(SOURCE DATA)
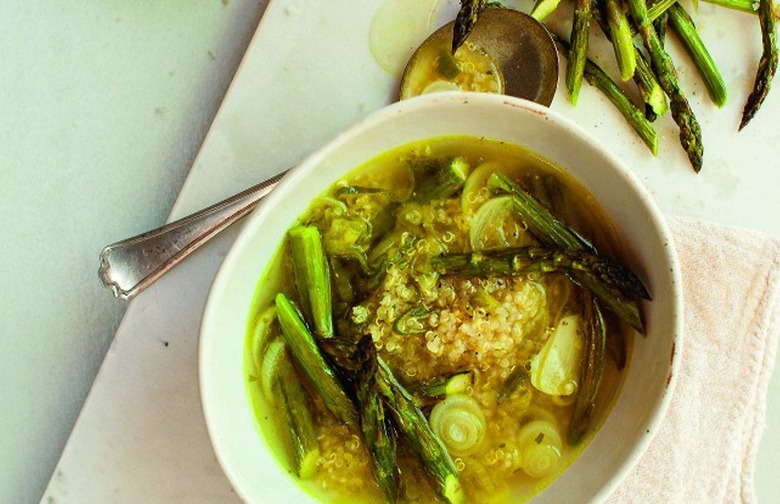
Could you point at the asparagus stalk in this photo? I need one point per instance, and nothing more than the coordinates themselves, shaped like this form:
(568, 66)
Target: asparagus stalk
(748, 6)
(651, 91)
(445, 181)
(517, 377)
(683, 26)
(377, 432)
(541, 223)
(635, 117)
(767, 65)
(611, 283)
(443, 385)
(690, 132)
(418, 434)
(657, 8)
(620, 35)
(591, 372)
(544, 8)
(649, 87)
(312, 277)
(310, 361)
(551, 231)
(303, 435)
(606, 272)
(464, 21)
(579, 48)
(660, 24)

(ACTIVITY)
In the copy, no picture may appear; the records themselves must be output exactly.

(RESULT)
Could you point at the asparagus stalk in this photo? I need one point per instance, and nothing more than the coordinates themselves, shaped like this form:
(568, 66)
Target: asparagus stalk
(748, 6)
(651, 91)
(445, 181)
(517, 377)
(683, 26)
(377, 432)
(541, 223)
(635, 117)
(767, 65)
(611, 283)
(443, 385)
(690, 132)
(418, 434)
(657, 8)
(620, 35)
(591, 372)
(544, 8)
(649, 87)
(312, 277)
(310, 361)
(551, 231)
(303, 435)
(606, 272)
(464, 21)
(579, 48)
(660, 24)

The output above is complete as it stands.